Source passage.
Scientists and policymakers struggle over delivery of grim climate prognosis

MacArthur Foundation’s Oct. 5 Weekly Climate Report:
A Washington Post headline on Wednesday nicely summed up the sobering news coming from the Intergovernmental Panel on Climate Change (IPCC) meeting this week in South Korea: “Climate scientists are struggling to find the right words for very bad news.”

Negotiators from more than 130 countries convened Monday with some 50 scientists in Incheon for a five-day effort to finalize the findings of a comprehensive, extensively peer-reviewed report about the slim likelihood of holding global warming to 1.5°C above preindustrial times—the aspirational goal of the Paris Agreement.

“This is a critical point in history,” Youssef Nassef, director of adaptation at the U.N. Framework Convention on Climate Change, told the opening session. “The window of opportunity is rapidly shrinking, and we must all work together to turn things around.”

But even agreeing on the text of the report before its release on Sunday—let alone “turning things around”—proved to be a heavy lift. India’s Business Standard reported seeing a written request from the United States for “more than a hundred dilutions, alterations and deletions.”

“I understand there are some climate change skeptics out there, but let me tell you this: Truth is truth. Climate change cannot be denied,” Kim Eunkyung, South Korea’s environment minister, said on the meeting’s sidelines.

The draft report concluded that the “truth” is 1.5°C is not a safe limit, and that the Paris Agreement’s official goal of 2°C is well into the danger zone for catastrophic climatic changes. “Two degrees is no longer the two degrees we thought it was,” said Kaisa Kosonen, climate policy adviser at Greenpeace International. “It’s increasingly becoming meaningless as a climate goal, when you look at the risks that would come with it and what we are already witnessing with one degree [of warming]. Why would you have a goal that doesn’t protect anything that we care about?”

Extracted records.
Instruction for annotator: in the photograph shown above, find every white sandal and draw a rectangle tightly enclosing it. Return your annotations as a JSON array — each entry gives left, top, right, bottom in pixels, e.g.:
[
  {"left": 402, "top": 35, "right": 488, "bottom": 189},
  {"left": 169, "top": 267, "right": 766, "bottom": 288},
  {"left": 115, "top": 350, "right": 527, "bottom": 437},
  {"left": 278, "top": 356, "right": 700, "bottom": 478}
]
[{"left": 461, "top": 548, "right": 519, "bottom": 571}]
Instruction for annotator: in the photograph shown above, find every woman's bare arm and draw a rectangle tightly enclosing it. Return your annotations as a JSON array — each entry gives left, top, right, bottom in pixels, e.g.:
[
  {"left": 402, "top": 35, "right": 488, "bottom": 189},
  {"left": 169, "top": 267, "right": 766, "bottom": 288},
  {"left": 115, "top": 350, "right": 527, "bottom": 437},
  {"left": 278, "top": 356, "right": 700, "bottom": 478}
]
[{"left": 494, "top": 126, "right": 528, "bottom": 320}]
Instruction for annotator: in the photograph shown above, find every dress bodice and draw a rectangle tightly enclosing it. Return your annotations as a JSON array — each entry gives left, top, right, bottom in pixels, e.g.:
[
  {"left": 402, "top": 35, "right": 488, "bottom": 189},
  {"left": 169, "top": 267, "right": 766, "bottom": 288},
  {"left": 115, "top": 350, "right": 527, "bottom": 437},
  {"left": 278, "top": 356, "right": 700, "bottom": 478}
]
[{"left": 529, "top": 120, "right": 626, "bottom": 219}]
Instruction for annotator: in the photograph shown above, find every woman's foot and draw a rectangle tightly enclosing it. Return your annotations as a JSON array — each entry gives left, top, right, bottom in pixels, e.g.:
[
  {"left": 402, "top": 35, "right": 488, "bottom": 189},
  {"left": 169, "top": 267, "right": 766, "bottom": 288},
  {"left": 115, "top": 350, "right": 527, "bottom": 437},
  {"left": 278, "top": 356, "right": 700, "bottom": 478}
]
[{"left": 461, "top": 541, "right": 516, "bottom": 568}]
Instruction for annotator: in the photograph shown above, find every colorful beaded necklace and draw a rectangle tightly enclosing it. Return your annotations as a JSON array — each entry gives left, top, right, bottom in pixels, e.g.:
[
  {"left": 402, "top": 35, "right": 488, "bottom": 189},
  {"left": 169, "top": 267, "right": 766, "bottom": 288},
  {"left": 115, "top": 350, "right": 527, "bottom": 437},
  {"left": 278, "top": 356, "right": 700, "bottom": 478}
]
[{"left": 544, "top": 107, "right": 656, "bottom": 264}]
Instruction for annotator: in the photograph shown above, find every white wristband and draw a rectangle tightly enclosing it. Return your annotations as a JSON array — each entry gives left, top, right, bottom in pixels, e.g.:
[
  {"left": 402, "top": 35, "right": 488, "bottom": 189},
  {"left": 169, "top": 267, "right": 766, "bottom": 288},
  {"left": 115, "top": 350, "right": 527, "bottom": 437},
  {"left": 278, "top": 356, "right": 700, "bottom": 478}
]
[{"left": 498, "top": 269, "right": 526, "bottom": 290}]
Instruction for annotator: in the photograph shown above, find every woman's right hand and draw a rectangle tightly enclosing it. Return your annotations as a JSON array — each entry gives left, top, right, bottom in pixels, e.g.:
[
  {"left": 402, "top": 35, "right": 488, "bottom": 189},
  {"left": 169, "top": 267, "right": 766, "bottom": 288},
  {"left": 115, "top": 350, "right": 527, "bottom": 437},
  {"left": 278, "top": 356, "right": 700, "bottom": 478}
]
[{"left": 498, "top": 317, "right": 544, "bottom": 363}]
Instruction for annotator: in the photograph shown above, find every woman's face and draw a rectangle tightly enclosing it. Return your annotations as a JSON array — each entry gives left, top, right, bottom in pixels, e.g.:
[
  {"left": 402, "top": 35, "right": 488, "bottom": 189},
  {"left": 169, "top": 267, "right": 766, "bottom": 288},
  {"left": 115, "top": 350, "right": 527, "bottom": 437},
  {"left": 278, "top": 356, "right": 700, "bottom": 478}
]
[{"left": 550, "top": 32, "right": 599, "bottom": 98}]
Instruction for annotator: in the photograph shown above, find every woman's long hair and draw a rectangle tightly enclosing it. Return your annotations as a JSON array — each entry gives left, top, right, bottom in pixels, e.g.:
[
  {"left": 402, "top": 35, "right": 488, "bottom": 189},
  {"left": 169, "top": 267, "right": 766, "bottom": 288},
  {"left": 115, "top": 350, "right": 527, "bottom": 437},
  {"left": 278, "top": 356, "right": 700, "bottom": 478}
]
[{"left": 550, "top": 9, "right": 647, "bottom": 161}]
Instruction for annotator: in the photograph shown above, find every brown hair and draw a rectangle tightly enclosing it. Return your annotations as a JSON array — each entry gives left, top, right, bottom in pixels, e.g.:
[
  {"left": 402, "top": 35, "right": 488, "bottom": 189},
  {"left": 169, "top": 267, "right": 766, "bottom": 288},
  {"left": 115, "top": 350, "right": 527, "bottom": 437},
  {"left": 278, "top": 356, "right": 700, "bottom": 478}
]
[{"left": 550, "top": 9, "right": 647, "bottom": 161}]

--

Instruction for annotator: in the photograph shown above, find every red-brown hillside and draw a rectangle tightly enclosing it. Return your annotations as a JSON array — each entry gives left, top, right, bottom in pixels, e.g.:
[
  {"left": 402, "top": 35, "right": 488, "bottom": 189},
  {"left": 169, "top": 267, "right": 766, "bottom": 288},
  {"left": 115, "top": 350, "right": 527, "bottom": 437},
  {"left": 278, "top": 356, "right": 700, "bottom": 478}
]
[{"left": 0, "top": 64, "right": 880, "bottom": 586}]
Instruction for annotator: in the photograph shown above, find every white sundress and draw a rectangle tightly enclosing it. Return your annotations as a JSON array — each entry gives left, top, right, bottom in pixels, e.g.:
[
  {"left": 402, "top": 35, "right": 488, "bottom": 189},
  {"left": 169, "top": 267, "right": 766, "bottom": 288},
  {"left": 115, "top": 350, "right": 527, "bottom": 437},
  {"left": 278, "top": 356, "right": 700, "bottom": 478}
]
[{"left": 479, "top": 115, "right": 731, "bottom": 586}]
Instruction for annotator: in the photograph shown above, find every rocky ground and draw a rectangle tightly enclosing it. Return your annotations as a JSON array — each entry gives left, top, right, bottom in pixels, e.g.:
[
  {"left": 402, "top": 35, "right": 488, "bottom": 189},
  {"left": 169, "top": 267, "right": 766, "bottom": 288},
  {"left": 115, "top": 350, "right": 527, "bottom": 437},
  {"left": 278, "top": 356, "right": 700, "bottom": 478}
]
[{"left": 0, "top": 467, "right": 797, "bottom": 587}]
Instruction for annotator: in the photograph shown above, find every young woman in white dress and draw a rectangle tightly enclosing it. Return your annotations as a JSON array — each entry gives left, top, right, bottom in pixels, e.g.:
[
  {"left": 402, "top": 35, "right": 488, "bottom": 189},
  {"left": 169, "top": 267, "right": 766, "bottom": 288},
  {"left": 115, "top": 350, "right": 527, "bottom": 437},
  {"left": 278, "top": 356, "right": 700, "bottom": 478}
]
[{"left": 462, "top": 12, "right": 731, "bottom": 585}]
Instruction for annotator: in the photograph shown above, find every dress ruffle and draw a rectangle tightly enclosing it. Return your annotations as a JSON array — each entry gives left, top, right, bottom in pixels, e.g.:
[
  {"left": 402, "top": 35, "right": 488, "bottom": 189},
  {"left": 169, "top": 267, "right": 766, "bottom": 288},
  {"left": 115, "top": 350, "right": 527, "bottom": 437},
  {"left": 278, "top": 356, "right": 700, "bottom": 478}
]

To be done.
Rewrite the passage on the IPCC meeting between "Negotiators from more" and "the Paris Agreement.", inclusive, replacing "comprehensive" with "thorough".

Solution for this exercise.
Negotiators from more than 130 countries convened Monday with some 50 scientists in Incheon for a five-day effort to finalize the findings of a thorough, extensively peer-reviewed report about the slim likelihood of holding global warming to 1.5°C above preindustrial times—the aspirational goal of the Paris Agreement.